IL LATINO NELLA THULE

Una questione sempre aperta, nel passato e nel presente: come bisogna insegnare la lingua latina? A meno che non la si voglia considerare morta e sepolta. Eppure ogni qualvolta che si recita il de profundis sulla bara del latino, succede invece che se ne celebri la resurrezione. Il latino sempre vivo? Sembrerebbe proprio di sì. Il problema allora è come insegnare questa lingua antica nel nostro frenetico mondo di repentini cambiamenti. Alcuni sostengono fermamente che il latino, una lingua morta, non deve essere insegnata con metodi che sono propri delle lingue moderne. A costoro ribattono altri: è proprio attraverso il linguaggio contemporaneo che il latino sarà più significativo per gli studenti e quindi meglio e più ampiamente appreso. Se non si fanno i necessari adeguamenti alle norme attuali per l’insegnamento del latino si scivola di più verso la sua estinzione nel curriculum.
E i metodi di apprendimento del latino medievali e rinascimentali? Tenuto conto delle epoche, a conti fatti, essi risultano superiori ai nostri. I giovani studenti di allora non hanno avuto tra le mani le opere classiche di Cicerone o di Livio solo dopo aver accuratamente mandato a memoria paradigmi e declinazioni, né hanno beneficiato da quattro a sei anni di insegnamento costante della grammatica latina. I classici per loro sono stati di gran lunga più accessibili, e potevano essere apprezzati come opere significative in sé, piuttosto che usati semplicemente come strumento di sfida per la traduzione.

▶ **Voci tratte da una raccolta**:
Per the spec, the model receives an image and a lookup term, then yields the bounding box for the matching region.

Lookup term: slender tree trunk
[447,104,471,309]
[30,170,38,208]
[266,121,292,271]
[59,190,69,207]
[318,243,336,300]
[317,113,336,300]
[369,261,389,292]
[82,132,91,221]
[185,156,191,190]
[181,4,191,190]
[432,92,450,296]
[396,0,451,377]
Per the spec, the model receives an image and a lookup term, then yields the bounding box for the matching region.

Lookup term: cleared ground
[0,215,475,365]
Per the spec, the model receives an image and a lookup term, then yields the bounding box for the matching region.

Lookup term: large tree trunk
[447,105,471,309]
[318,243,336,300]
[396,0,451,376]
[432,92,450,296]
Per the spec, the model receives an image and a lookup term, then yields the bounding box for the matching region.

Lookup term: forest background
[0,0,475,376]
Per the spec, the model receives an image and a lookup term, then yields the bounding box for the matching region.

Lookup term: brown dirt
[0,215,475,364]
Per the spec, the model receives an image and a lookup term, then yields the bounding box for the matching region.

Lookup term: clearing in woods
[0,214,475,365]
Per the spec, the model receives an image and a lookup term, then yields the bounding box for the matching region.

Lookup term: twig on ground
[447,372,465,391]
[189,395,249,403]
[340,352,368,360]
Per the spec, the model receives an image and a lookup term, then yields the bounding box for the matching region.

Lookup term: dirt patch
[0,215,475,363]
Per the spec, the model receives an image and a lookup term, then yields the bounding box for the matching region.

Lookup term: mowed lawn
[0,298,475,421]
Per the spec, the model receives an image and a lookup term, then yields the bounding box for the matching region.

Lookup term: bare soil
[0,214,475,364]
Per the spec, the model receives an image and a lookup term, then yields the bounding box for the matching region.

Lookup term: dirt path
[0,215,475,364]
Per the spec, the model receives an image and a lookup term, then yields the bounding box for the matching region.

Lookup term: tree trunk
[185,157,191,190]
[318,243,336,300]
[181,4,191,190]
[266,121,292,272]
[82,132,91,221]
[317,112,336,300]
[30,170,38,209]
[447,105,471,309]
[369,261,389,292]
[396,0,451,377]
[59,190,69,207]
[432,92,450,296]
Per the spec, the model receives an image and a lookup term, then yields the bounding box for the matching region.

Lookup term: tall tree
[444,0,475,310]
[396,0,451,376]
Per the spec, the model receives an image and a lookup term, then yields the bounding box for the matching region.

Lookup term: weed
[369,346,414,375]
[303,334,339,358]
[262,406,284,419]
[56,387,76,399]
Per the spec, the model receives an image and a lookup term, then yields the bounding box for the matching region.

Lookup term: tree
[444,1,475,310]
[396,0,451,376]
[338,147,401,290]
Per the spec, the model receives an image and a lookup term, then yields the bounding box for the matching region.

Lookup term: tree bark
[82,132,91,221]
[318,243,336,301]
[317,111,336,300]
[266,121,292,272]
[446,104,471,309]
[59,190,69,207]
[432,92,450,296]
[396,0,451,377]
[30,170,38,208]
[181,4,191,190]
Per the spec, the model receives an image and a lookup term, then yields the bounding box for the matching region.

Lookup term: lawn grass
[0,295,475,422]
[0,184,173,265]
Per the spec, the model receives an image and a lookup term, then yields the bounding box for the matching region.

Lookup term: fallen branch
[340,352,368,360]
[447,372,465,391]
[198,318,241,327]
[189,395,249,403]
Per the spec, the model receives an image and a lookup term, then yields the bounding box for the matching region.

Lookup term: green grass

▶ **DA SVOLGERE**:
1. Rispondi a queste domande sull'articolo sull'insegnamento del latino:
(a) Secondo alcuni, con quali metodi il latino non deve essere insegnato?
(b) Per quanti anni gli studenti medievali e rinascimentali non hanno beneficiato di un insegnamento costante della grammatica latina?
(c) Di quali due autori si citano le opere classiche?
2. Stampa il passo dell'articolo sull'insegnamento del latino da "Una questione sempre" fino a "estinzione nel curriculum." compreso.

▶ **SOLUZIONI DEGLI ESERCIZI**:
1.
(a) Con metodi propri delle lingue moderne.
(b) Da quattro a sei anni.
(c) Cicerone e Livio.

2.
Una questione sempre aperta, nel passato e nel presente: come bisogna insegnare la lingua latina? A meno che non la si voglia considerare morta e sepolta. Eppure ogni qualvolta che si recita il de profundis sulla bara del latino, succede invece che se ne celebri la resurrezione. Il latino sempre vivo? Sembrerebbe proprio di sì. Il problema allora è come insegnare questa lingua antica nel nostro frenetico mondo di repentini cambiamenti. Alcuni sostengono fermamente che il latino, una lingua morta, non deve essere insegnata con metodi che sono propri delle lingue moderne. A costoro ribattono altri: è proprio attraverso il linguaggio contemporaneo che il latino sarà più significativo per gli studenti e quindi meglio e più ampiamente appreso. Se non si fanno i necessari adeguamenti alle norme attuali per l’insegnamento del latino si scivola di più verso la sua estinzione nel curriculum.